### Information ###

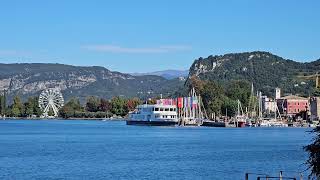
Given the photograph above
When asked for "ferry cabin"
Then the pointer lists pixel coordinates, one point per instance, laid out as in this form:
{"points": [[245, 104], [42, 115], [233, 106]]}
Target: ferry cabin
{"points": [[156, 112]]}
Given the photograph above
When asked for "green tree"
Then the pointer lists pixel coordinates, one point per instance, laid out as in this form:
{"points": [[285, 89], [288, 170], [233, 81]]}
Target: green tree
{"points": [[230, 106], [93, 104], [212, 97], [50, 112], [314, 155], [119, 106], [239, 90], [70, 108], [29, 107], [133, 103], [17, 107]]}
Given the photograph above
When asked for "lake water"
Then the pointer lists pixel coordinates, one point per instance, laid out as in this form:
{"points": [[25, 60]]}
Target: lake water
{"points": [[59, 149]]}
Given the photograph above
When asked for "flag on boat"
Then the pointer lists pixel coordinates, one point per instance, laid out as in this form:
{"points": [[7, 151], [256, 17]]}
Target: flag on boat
{"points": [[194, 102], [180, 102]]}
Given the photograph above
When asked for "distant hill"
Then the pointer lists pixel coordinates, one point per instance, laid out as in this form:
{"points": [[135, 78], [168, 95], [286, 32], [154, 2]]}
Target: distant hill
{"points": [[168, 74], [29, 79], [264, 69]]}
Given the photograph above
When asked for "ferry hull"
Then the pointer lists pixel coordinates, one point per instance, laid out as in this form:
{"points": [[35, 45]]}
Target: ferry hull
{"points": [[151, 123]]}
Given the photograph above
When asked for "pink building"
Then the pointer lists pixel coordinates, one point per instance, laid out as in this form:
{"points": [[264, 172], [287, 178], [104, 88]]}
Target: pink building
{"points": [[292, 105]]}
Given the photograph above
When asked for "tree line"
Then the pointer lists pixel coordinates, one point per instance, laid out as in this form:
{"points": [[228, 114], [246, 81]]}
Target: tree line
{"points": [[222, 100], [20, 109], [94, 107]]}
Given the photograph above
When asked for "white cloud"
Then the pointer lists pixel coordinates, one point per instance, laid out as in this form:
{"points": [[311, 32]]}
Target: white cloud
{"points": [[119, 49]]}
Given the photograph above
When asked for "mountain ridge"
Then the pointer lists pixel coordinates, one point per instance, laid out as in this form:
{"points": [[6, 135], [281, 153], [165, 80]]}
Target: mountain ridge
{"points": [[28, 79], [264, 69]]}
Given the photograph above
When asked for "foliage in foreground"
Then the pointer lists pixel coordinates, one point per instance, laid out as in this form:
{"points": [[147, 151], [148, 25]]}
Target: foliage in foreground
{"points": [[314, 155]]}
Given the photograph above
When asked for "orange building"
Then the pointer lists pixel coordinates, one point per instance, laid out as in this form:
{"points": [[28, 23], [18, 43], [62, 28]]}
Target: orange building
{"points": [[293, 105]]}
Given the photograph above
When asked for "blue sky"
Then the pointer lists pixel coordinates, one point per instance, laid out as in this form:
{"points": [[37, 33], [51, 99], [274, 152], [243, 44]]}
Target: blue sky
{"points": [[145, 35]]}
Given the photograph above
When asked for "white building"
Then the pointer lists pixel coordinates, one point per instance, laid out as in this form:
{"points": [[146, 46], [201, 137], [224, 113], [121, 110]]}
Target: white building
{"points": [[268, 105]]}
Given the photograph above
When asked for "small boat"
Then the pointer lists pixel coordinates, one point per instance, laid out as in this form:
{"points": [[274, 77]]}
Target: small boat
{"points": [[154, 115]]}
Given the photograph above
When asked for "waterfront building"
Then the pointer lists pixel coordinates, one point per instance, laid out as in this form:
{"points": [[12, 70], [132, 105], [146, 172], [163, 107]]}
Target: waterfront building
{"points": [[278, 93], [315, 108], [291, 106], [268, 105]]}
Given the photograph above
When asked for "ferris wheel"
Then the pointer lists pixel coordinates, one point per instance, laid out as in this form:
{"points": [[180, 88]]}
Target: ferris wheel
{"points": [[51, 99]]}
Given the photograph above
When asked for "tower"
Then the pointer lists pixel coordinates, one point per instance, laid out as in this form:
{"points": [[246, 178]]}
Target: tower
{"points": [[278, 93]]}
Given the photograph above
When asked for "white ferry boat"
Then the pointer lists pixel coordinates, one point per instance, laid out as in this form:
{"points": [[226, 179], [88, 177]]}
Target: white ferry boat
{"points": [[155, 115]]}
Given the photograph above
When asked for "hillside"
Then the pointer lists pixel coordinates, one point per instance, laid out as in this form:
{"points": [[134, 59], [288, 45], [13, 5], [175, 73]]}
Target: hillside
{"points": [[29, 79], [264, 69], [168, 74]]}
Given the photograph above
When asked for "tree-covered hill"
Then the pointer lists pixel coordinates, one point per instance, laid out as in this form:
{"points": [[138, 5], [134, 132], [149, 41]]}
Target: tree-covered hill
{"points": [[29, 79], [264, 69]]}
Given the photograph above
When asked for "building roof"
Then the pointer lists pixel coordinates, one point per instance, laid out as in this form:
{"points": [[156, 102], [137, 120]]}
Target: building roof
{"points": [[292, 97]]}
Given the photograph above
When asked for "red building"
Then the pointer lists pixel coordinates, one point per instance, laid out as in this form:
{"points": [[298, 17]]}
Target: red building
{"points": [[292, 105]]}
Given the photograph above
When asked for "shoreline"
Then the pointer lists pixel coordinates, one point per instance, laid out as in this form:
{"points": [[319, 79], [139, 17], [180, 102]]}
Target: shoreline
{"points": [[87, 119]]}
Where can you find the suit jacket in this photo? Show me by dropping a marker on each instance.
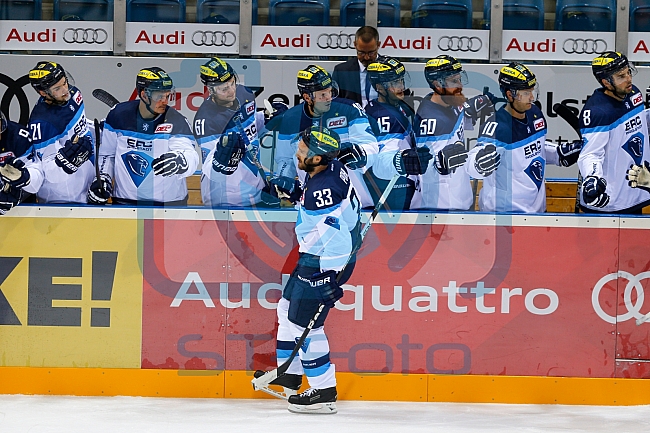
(346, 75)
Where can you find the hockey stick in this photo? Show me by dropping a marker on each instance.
(573, 121)
(261, 383)
(105, 97)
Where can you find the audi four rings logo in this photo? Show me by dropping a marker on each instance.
(460, 43)
(85, 36)
(335, 41)
(584, 46)
(214, 39)
(633, 308)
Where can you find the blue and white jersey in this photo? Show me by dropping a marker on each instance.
(437, 126)
(130, 144)
(347, 118)
(392, 127)
(16, 142)
(518, 184)
(327, 213)
(51, 126)
(244, 186)
(615, 136)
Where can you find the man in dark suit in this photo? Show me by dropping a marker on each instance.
(351, 75)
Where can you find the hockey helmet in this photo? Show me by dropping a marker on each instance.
(314, 78)
(608, 63)
(45, 75)
(442, 67)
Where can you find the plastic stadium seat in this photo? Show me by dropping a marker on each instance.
(86, 10)
(156, 11)
(640, 15)
(519, 14)
(20, 9)
(353, 13)
(578, 15)
(221, 11)
(299, 12)
(455, 14)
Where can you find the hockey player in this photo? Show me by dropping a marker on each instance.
(327, 228)
(60, 135)
(391, 119)
(226, 129)
(512, 151)
(20, 172)
(359, 146)
(147, 148)
(440, 124)
(614, 126)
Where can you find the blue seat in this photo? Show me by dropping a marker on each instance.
(20, 9)
(519, 14)
(640, 15)
(580, 15)
(299, 12)
(453, 14)
(221, 11)
(85, 10)
(156, 11)
(353, 13)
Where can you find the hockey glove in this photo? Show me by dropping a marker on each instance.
(639, 176)
(569, 152)
(478, 105)
(14, 173)
(229, 152)
(451, 157)
(326, 288)
(412, 161)
(487, 160)
(100, 190)
(354, 157)
(74, 153)
(169, 163)
(593, 191)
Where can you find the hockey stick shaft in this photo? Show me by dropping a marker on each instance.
(269, 376)
(573, 121)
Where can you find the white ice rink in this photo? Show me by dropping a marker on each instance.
(53, 414)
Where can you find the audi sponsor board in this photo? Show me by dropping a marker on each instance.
(182, 38)
(56, 35)
(541, 45)
(339, 41)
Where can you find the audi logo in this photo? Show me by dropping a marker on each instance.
(584, 46)
(633, 309)
(460, 43)
(214, 39)
(85, 36)
(335, 41)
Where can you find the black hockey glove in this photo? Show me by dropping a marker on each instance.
(169, 163)
(412, 161)
(100, 190)
(569, 152)
(477, 106)
(638, 176)
(74, 153)
(487, 160)
(451, 157)
(326, 288)
(14, 173)
(593, 191)
(354, 157)
(229, 152)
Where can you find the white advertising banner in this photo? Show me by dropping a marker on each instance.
(182, 38)
(551, 45)
(56, 35)
(397, 42)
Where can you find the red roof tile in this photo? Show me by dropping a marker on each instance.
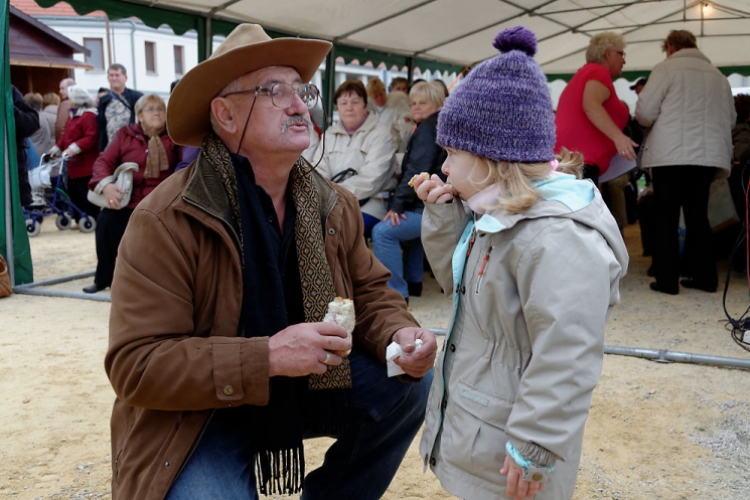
(60, 9)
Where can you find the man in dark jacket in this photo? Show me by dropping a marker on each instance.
(27, 122)
(116, 107)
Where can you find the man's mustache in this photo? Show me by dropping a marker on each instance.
(295, 119)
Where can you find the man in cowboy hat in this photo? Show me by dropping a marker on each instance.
(217, 353)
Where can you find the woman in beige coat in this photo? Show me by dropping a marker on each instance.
(358, 153)
(535, 268)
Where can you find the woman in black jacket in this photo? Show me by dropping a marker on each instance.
(402, 225)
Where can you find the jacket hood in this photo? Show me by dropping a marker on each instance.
(564, 196)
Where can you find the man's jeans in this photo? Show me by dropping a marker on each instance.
(360, 465)
(386, 245)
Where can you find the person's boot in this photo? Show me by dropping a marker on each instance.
(93, 288)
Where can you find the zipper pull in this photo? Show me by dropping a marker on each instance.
(482, 269)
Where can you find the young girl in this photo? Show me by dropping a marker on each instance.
(535, 268)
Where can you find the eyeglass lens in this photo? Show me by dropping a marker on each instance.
(282, 94)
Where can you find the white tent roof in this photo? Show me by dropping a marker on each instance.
(461, 31)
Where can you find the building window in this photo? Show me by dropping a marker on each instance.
(178, 61)
(150, 57)
(96, 47)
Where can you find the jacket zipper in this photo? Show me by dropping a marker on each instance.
(482, 270)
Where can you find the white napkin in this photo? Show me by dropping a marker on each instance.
(394, 351)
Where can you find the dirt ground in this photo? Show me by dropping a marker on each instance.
(656, 431)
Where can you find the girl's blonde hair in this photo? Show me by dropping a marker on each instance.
(516, 179)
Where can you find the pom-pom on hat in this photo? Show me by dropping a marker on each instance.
(502, 110)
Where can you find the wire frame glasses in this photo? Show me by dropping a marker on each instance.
(282, 94)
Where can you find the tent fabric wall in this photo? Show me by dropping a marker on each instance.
(14, 242)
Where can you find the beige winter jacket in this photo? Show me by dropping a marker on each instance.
(370, 153)
(689, 106)
(525, 349)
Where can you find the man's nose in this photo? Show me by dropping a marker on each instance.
(298, 105)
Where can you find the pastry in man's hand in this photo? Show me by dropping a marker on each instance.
(423, 175)
(341, 312)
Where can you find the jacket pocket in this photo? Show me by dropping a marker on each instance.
(474, 436)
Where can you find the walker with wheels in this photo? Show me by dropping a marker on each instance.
(49, 197)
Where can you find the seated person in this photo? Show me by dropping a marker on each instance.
(358, 153)
(403, 222)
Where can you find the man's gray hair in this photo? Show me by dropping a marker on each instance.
(233, 86)
(599, 44)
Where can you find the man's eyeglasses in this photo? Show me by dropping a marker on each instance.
(282, 94)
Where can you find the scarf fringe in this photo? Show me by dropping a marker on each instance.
(280, 472)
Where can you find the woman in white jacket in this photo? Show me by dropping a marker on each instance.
(359, 153)
(688, 105)
(535, 269)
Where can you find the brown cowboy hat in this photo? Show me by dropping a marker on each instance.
(246, 49)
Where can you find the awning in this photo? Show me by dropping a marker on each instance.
(41, 61)
(451, 34)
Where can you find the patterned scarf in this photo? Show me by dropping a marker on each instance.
(278, 436)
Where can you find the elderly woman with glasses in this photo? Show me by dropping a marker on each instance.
(590, 117)
(79, 144)
(147, 144)
(402, 225)
(358, 153)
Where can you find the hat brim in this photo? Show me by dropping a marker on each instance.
(188, 111)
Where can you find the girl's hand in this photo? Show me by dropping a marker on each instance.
(113, 194)
(394, 217)
(516, 487)
(433, 190)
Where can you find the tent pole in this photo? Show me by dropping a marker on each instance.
(209, 39)
(329, 85)
(8, 214)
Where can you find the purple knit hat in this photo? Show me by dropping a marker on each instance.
(502, 110)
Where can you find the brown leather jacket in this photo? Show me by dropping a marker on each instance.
(174, 355)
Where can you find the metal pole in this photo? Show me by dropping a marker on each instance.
(329, 85)
(8, 214)
(661, 355)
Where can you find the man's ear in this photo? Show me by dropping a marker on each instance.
(222, 115)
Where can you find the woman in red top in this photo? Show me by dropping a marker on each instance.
(147, 144)
(80, 142)
(590, 117)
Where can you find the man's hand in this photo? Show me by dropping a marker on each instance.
(416, 362)
(516, 487)
(394, 217)
(305, 348)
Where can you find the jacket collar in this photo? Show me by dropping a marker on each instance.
(689, 53)
(205, 190)
(561, 194)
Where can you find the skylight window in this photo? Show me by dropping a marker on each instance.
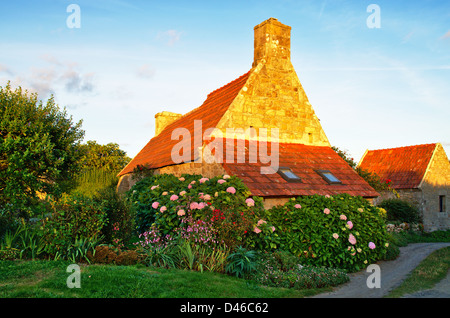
(288, 175)
(329, 177)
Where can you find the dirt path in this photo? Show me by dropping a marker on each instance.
(392, 275)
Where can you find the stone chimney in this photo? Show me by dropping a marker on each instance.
(163, 119)
(272, 43)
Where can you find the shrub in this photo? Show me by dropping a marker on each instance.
(164, 201)
(105, 254)
(75, 217)
(119, 216)
(282, 269)
(400, 210)
(339, 232)
(241, 262)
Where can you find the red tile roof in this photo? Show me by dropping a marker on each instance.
(303, 161)
(404, 166)
(157, 152)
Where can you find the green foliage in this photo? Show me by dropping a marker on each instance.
(400, 210)
(76, 217)
(241, 262)
(164, 201)
(107, 157)
(38, 147)
(282, 269)
(92, 180)
(339, 232)
(118, 213)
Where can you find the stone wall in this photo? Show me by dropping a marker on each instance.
(436, 183)
(273, 96)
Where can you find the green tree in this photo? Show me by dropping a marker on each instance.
(39, 147)
(108, 157)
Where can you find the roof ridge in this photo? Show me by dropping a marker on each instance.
(411, 146)
(228, 84)
(207, 97)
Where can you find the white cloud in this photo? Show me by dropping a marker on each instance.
(446, 35)
(171, 36)
(145, 71)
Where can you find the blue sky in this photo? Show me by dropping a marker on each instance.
(371, 88)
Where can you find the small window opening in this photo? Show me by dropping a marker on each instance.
(288, 175)
(329, 177)
(442, 203)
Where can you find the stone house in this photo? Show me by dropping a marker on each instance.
(229, 133)
(420, 174)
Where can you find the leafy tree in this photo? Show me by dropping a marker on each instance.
(109, 157)
(39, 146)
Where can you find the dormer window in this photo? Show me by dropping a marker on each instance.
(288, 175)
(329, 177)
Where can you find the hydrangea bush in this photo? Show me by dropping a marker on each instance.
(191, 203)
(338, 231)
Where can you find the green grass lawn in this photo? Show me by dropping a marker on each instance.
(47, 279)
(429, 272)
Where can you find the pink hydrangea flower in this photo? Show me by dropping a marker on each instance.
(201, 205)
(231, 190)
(193, 205)
(261, 222)
(352, 239)
(250, 202)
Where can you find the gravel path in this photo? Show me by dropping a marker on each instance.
(392, 275)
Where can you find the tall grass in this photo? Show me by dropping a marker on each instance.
(92, 180)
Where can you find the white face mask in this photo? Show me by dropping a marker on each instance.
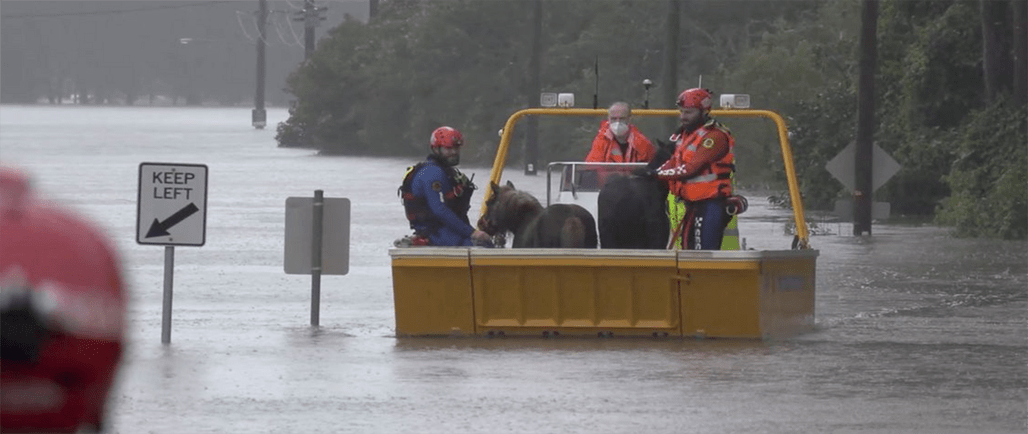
(619, 129)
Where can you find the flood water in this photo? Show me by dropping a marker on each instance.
(916, 331)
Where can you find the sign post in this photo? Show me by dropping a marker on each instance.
(843, 169)
(171, 211)
(314, 247)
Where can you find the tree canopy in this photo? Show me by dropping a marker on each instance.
(951, 107)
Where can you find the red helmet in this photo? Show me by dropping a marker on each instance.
(696, 97)
(446, 137)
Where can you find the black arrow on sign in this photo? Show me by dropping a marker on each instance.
(159, 228)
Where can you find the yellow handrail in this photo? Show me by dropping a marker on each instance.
(786, 151)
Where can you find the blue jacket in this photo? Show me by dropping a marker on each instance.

###

From the line with "Where can you find the white face" to the last line of the material, both inclusive, set down every line exactly and nothing else; omit pictures.

Where can you find the white face mask in this photo? Show me by dropping a marker on each instance.
(619, 129)
Where can you find the flood water in this photo? Show me by dropping a marker on each instance.
(916, 331)
Where can you find the sign post in this photo? Show me by dropping a marker on each instance.
(843, 169)
(171, 211)
(314, 247)
Where can you find the tree canopy in this photo? Show me by dropping a marker on each instance.
(951, 107)
Where can you find the red helmet in this photo? Show me by dropping a marker on each instance.
(696, 97)
(446, 137)
Where can you find the black arrow on sign in this photo? Show me by dropping a marker on each instance.
(159, 228)
Where can you find the yellow handrail in this photo? Show me by dropping a marker on each instance.
(786, 151)
Where can you find the blue jacket in this photo? Show me by dropping a marker on each instance.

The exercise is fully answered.